» Texte fourni:
Au terme de deux décisions récentes de la Cour de cassation du 13 septembre 2023, les dispositions de l’article L 3141-3 du code du travail sont, pour la première fois, écartées.

 

La situation avant l’intervention de cette nouvelle jurisprudence

Jusqu’à présent, du fait de la rédaction de l’article L. 3141-3 du code du travail qui dispose que chaque salarié a droit à 2.5 jours de ouvrables de congés payés par mois de travail effectif, il était communément admis et appliqué le principe selon lequel les périodes de suspension du contrat de travail, notamment pour cause de maladie ou accident non professionnels ne donnaient pas droit à l’acquisition de congés payés sauf évidemment, dispositions conventionnelles ou contractuelles plus favorables.

A noter toutefois que l’article L 3141- 5 du code du travail prévoyait déjà des exceptions en assimilant certaines périodes de suspension du contrat de travail à des périodes de travail effectif pour la détermination de la durée des congés, et notamment le congé de maternité et de paternité, mais également les arrêts de travail du fait d’un accident du travail ou d’une maladie professionnelle (dans la limite de 12 mois toutefois).

» Données:
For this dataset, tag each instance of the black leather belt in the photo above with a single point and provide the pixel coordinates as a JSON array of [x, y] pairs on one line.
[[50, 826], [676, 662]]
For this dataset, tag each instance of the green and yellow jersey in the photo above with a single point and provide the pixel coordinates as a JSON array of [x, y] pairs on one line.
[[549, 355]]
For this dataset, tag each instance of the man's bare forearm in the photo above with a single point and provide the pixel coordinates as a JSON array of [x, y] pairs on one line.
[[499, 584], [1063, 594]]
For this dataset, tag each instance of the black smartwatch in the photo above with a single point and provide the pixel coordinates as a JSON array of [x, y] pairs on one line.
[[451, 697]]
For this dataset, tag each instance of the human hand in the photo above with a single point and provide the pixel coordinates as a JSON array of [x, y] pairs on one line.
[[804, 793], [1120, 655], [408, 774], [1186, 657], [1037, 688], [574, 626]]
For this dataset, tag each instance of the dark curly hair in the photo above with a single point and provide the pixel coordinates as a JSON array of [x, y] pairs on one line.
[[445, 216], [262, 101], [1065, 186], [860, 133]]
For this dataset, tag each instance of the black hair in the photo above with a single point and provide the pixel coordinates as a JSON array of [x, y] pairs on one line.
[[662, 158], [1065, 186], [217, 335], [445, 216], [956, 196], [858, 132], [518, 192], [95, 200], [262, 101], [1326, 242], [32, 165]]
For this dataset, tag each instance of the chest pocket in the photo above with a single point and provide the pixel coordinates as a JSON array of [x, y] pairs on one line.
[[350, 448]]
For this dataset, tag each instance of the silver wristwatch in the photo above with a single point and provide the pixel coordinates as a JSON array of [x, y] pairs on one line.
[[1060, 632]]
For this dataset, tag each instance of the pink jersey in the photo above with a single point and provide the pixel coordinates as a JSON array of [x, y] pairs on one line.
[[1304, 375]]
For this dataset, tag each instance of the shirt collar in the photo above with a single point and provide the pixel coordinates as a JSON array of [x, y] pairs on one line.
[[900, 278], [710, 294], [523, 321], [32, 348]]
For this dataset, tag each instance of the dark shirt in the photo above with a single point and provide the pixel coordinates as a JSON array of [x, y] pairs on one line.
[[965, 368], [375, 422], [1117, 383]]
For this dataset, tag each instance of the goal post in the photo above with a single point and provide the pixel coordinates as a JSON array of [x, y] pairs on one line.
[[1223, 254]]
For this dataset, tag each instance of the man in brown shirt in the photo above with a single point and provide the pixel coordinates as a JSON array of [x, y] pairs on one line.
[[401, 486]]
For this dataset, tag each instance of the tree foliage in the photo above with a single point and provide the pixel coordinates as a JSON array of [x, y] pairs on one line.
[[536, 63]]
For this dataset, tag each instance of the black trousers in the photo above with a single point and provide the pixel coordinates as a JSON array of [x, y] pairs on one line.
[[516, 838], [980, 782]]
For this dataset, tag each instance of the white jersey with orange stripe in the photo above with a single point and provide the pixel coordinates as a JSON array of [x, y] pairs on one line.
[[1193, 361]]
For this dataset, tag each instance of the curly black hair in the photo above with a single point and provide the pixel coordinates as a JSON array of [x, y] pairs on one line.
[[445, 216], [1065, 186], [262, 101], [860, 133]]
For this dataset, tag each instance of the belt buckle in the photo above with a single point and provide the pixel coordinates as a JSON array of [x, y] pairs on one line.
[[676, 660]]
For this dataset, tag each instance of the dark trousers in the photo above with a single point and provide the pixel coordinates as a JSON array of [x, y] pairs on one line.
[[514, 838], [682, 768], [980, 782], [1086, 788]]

» Tâches à réaliser:
1 – Résumez en deux phrases le texte sur les congés payés.
2 – Traduisez en anglais cette phrase du texte sur les congés payés : « Au terme de deux décisions récentes de la Cour de cassation du 13 septembre 2023, les dispositions de l’article L 3141-3 du code du travail sont, pour la première fois, écartées. »
3 – Reprenez le texte sur les congés payés à la suite de sa dernière phrase et poursuivez-en la rédaction.
Les données forment un contenu distinct du texte sur les congés payés.

» Réponses aux tâches:
1 – Deux décisions de la Cour de cassation du 13 septembre 2023 écartent pour la première fois les dispositions de l'article L 3141-3 du code du travail. Jusque-là, en application de cet article, les périodes de suspension du contrat de travail, notamment pour maladie ou accident non professionnels, n'ouvraient pas droit à congés payés, sauf dispositions conventionnelles ou contractuelles plus favorables, l'article L 3141-5 assimilant déjà à du travail effectif certaines périodes comme le congé de maternité ou de paternité et les arrêts pour accident du travail ou maladie professionnelle (dans la limite de 12 mois).

2 – Under two recent decisions of the Court of Cassation dated September 13, 2023, the provisions of Article L 3141-3 of the Labor Code have been set aside for the first time.

3 –
Les conséquences des arrêts du 13 septembre 2023

Pour l’avenir, la situation est claire : les périodes de suspension du contrat de travail devront générer l’acquisition de congés payés.

Désormais tous les arrêts de travail en raison de l’état de santé du salarié, quelle qu’en soit l’origine ou la durée, donnent droit à l’acquisition de congés payés.

Cette solution est applicable à l’ensemble des congés payés à savoir les cinq semaines prévues par le code du travail mais également, le cas échéant, aux congés payés supplémentaires prévus par une convention ou un accord collectif.

Reste que toute décision de jurisprudence étant non seulement d’application immédiate mais encore rétroactive, il va falloir envisager pour toutes les entreprises la régularisation de la situation des salariés privés de leurs droits à congés dans le passé.

 

Régularisation du droit à congés payés et délai de prescription

Un troisième arrêt du même jour complexifie encore la situation pour toutes les entreprises.

En effet, il est fort à parier que beaucoup d’employeurs vont être rapidement saisi de demandes de régularisation de la part de salariés ayant vu leur droit à congés annuels réduits en raison d’arrêts maladie d’où la légitime question de la prescription de ces droits à congés.

En résumé, et sans détailler les subtils mécanismes de la prescription, les créances de salaire se prescrivent par trois ans.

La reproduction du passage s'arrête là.